Document passage:
******
In [None]:
import pydeck as pdk
from presentation import widen_margins

widen_margins()

# pydeck: High scale geospatial visualization in Python

You can find this Notebook and the others associated with this talk at: https://github.com/ajduberstein/jupytercon2020

Follow the installation instructions before diving into this demo: https://pydeck.gl/installation.html

### Use case: Detecting click farms

Fraudsters might set up account registration “click farms” to create accounts that they can then resell.

These user accounts might take advantage of first time user promotions (e.g. “Sign up and get your first order free”)

![img](https://video-images.vice.com/_uncategorized/1564604987916-image.jpeg?resize=500:*)

Logging GPS location of sign-up from a mobile app is one way to combat this kind of fraud. Below we see a map of signup locations in Ningbo, China.

In [None]:
SIGNUPS_URL = 'https://raw.githubusercontent.com/ajduberstein/geo_datasets/master/synthetic_signups.csv'

view = pdk.ViewState(**{
    "latitude": 29.87540918861734,
    "longitude": 121.68547038460048,
    "bearing": 0,
    "pitch": 0,
    "zoom": 9.029756252609365
})

layer = pdk.Layer(
    'ScatterplotLayer',
    data=SIGNUPS_URL,
    get_position=['x', 'y'],
    radius_min_pixels=1,
    pickable=True,
    auto_highlight=True,
    stroked=True,
    get_line_color=[255, 255, 255],
    get_fill_color=[200, 0, 200, 170],
    get_radius=350,
)
******
Given instruction a:
Name every key set in the dictionary passed to pdk.ViewState in the pydeck notebook.
The pydeck notebook and the records come from unrelated sources.

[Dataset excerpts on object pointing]
******
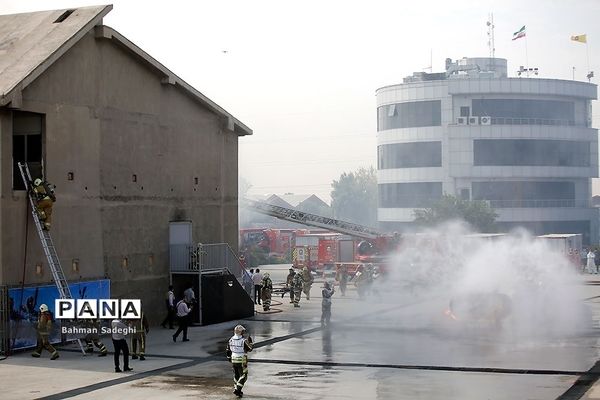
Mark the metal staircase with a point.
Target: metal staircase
(47, 244)
(318, 221)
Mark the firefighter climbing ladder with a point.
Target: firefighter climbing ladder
(301, 217)
(49, 250)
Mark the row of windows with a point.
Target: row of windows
(529, 111)
(500, 194)
(409, 115)
(563, 153)
(409, 155)
(408, 195)
(524, 194)
(489, 152)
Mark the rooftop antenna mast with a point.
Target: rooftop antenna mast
(490, 25)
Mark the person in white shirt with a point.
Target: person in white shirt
(237, 350)
(170, 302)
(183, 311)
(120, 344)
(591, 265)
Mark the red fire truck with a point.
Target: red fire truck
(277, 242)
(322, 251)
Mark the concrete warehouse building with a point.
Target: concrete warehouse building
(525, 144)
(130, 146)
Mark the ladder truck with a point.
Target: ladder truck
(374, 243)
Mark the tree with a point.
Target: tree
(354, 197)
(478, 214)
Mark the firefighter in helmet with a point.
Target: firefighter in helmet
(289, 284)
(44, 328)
(308, 281)
(297, 284)
(45, 198)
(265, 291)
(239, 345)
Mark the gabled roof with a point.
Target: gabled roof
(294, 200)
(31, 42)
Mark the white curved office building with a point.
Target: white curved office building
(525, 144)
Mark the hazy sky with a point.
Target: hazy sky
(303, 74)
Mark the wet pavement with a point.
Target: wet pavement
(391, 345)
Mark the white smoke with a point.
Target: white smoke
(514, 285)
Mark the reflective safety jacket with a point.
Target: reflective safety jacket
(297, 281)
(237, 347)
(44, 324)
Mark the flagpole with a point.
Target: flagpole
(526, 56)
(587, 51)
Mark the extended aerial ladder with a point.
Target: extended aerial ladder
(301, 217)
(47, 244)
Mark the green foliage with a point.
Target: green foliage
(354, 197)
(478, 214)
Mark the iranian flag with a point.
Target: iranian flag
(519, 34)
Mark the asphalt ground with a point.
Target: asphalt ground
(399, 346)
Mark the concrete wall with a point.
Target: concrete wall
(108, 117)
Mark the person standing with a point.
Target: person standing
(266, 288)
(591, 265)
(45, 198)
(119, 329)
(307, 282)
(44, 328)
(237, 349)
(183, 311)
(289, 283)
(342, 278)
(257, 279)
(297, 284)
(93, 337)
(327, 292)
(139, 337)
(170, 303)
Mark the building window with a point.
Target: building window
(546, 227)
(409, 115)
(525, 112)
(409, 155)
(552, 153)
(408, 195)
(525, 194)
(27, 145)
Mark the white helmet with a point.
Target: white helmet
(239, 330)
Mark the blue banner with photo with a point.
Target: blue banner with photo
(24, 305)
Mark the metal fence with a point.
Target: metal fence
(4, 314)
(184, 258)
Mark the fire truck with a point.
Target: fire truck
(323, 251)
(277, 242)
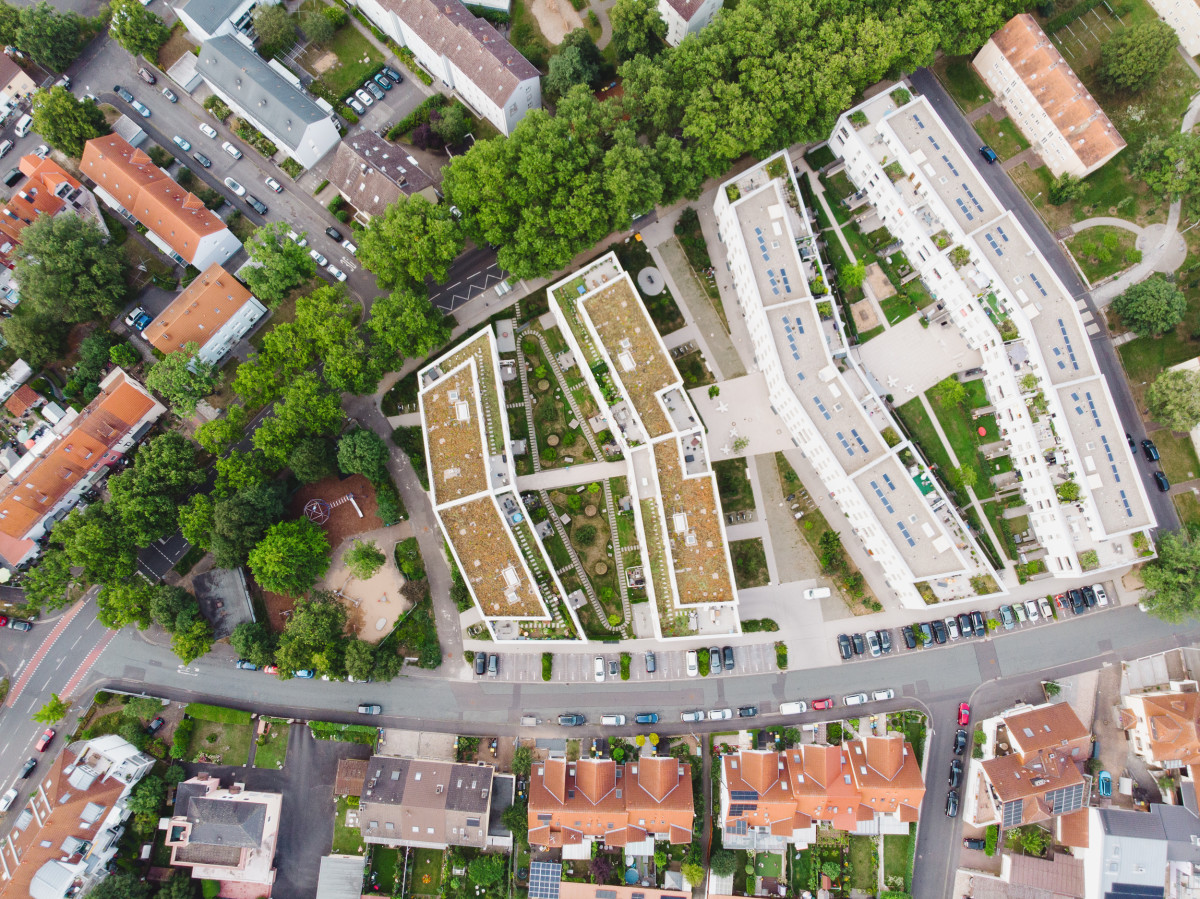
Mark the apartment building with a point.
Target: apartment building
(771, 801)
(922, 185)
(627, 807)
(175, 220)
(1045, 100)
(64, 838)
(214, 312)
(465, 53)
******
Given instruction b:
Reproduce the records starting at the line that has "Mark the iranian flag with a point." and continuing through the end of the records, including both ends. Leave out the pictures.

Answer a:
latitude, longitude, bearing, pitch, zoom

Answer b:
Mark the iranian flag with a point.
Target: iranian flag
(519, 34)
Mark the asphalt ground with a point.
Target: asphalt ground
(399, 346)
Mark the concrete wall with a point.
Target: concrete wall
(108, 117)
Mark the person standing with a point.
Target: person standing
(266, 288)
(591, 265)
(45, 198)
(119, 329)
(307, 282)
(44, 328)
(237, 349)
(183, 311)
(289, 283)
(342, 278)
(257, 279)
(297, 284)
(93, 337)
(327, 292)
(139, 337)
(170, 303)
Mark the building window with a point.
Target: building window
(546, 227)
(409, 115)
(525, 112)
(409, 155)
(552, 153)
(408, 195)
(525, 194)
(27, 145)
Mark the white helmet with a point.
Target: white helmet
(239, 330)
Mark the blue banner with photo with a point.
Target: blue banner with photo
(24, 305)
Mark the metal fence with a point.
Target: metal fence
(4, 314)
(184, 258)
Mark the fire truck with a point.
Target: fire truck
(323, 251)
(277, 242)
Mark the apartment building with a point.
Target: apartment building
(771, 801)
(922, 185)
(627, 807)
(175, 220)
(1045, 100)
(64, 838)
(214, 312)
(465, 53)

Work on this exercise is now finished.